• [Pedido escrito 1]: Transcreva sem qualquer alteração as linhas dos registros que vão da que contém "Tag the floodwater" até a que contém "[[53, 189], [588, 109], [58, 188]]", incluindo ambas.

• [Texto de leitura]:
Como acima referido, trata-se de um texto que, em tempos normais, seria considerado inócuo e despiciendo, mas nos dias que correm é travada uma batalha acerca de sua vigência, embora, seguramente, pudesse ser mais preciso nos termos de sua redação.

Os parágrafos do artigo 22 tratam de dosimetria das penas, algo como critérios atenuantes e agravantes para serem levados em consideração nas decisões proferidas.

A proposta de artigo 23 está embasada no princípio da segurança jurídica, o que é cediço no âmbito constitucional. Porém inova ao determinar que haja obrigatoriamente um regime de transição para serem adotadas as novas regras, o que é positivo em várias situações concretas. Não sendo estabelecida tal transição, e ela sendo necessária, é criado um direito de negociação entre o administrado e a autoridade administrativa, que, ao fim e ao cabo, pode resultar em nada além do direito de negociar — não de se obter um regime de transição. Esse aspecto da norma proposta tem por base o direito de petição, ou seja, requer-se o que bem entender, e o administrador deferirá ou não, com base no direito posto.

• [Material de entrada]:
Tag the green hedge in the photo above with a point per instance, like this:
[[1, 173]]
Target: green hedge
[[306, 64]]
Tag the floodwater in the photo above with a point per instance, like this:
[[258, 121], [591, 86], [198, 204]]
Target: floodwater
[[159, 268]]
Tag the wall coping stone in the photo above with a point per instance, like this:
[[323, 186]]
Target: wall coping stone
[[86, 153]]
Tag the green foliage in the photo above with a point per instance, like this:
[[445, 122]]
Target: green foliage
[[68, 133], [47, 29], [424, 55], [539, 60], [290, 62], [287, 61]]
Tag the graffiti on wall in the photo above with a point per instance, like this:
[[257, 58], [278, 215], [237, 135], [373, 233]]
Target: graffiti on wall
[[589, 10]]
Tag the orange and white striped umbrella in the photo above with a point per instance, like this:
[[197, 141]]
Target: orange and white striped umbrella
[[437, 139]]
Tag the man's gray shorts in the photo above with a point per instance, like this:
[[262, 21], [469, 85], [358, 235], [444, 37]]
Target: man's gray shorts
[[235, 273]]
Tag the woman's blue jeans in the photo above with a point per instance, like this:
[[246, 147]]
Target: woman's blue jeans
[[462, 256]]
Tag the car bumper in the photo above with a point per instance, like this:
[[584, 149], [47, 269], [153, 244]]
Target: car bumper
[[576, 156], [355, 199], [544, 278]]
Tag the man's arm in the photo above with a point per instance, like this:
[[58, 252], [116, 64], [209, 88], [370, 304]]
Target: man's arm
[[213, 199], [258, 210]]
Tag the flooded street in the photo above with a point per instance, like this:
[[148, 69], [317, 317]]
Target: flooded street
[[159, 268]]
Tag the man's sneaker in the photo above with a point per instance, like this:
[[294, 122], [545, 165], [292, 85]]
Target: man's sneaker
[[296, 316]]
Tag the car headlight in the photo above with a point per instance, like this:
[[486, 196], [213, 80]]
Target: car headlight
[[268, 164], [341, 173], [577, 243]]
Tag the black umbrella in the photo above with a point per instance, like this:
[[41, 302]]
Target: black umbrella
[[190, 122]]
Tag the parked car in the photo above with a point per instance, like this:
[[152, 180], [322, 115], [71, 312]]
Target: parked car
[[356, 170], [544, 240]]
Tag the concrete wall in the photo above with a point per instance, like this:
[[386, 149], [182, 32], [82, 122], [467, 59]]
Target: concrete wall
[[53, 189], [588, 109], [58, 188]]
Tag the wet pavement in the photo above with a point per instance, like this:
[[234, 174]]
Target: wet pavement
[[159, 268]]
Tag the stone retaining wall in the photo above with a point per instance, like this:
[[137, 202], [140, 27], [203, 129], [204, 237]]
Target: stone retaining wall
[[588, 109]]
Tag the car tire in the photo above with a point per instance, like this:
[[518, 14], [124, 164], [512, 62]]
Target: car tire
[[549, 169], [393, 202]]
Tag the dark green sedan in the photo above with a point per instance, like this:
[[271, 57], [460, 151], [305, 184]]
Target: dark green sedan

• [Pedido escrito 2]: Segundo o texto de leitura, de que tratam os parágrafos do artigo 22?

• [Resposta do exercício 1]:
Tag the floodwater in the photo above with a point per instance, like this:
[[258, 121], [591, 86], [198, 204]]
Target: floodwater
[[159, 268]]
Tag the wall coping stone in the photo above with a point per instance, like this:
[[323, 186]]
Target: wall coping stone
[[86, 153]]
Tag the green foliage in the photo above with a point per instance, like this:
[[445, 122]]
Target: green foliage
[[68, 133], [47, 29], [424, 55], [539, 60], [290, 62], [287, 61]]
Tag the graffiti on wall in the photo above with a point per instance, like this:
[[257, 58], [278, 215], [237, 135], [373, 233]]
Target: graffiti on wall
[[589, 10]]
Tag the orange and white striped umbrella in the photo above with a point per instance, like this:
[[197, 141]]
Target: orange and white striped umbrella
[[437, 139]]
Tag the man's gray shorts in the photo above with a point per instance, like this:
[[262, 21], [469, 85], [358, 235], [444, 37]]
Target: man's gray shorts
[[235, 273]]
Tag the woman's blue jeans in the photo above with a point per instance, like this:
[[246, 147]]
Target: woman's blue jeans
[[462, 256]]
Tag the car bumper in the photo above with a point per instance, like this:
[[584, 149], [47, 269], [153, 244]]
Target: car bumper
[[576, 156], [355, 199], [544, 278]]
Tag the man's arm in the photo above with a point per instance, like this:
[[58, 252], [116, 64], [209, 88], [370, 304]]
Target: man's arm
[[213, 199], [258, 210]]
Tag the flooded street in the photo above with a point per instance, like this:
[[148, 69], [317, 317]]
Target: flooded street
[[159, 268]]
Tag the man's sneaker in the photo above with a point per instance, like this:
[[294, 122], [545, 165], [292, 85]]
Target: man's sneaker
[[296, 316]]
Tag the car headlight in the photo above with a point per instance, like this:
[[486, 196], [213, 80]]
Target: car headlight
[[268, 164], [341, 173], [577, 243]]
Tag the black umbrella in the photo above with a point per instance, like this:
[[41, 302]]
Target: black umbrella
[[190, 122]]
Tag the parked car in the photo above with a point per instance, like this:
[[152, 180], [322, 115], [71, 312]]
Target: parked car
[[356, 170], [544, 240]]
Tag the concrete wall in the photo above with a point per instance, like this:
[[386, 149], [182, 32], [82, 122], [467, 59]]
Target: concrete wall
[[53, 189], [588, 109], [58, 188]]

• [Resposta do exercício 2]: Tratam da dosimetria das penas, algo como critérios atenuantes e agravantes a serem levados em consideração nas decisões proferidas.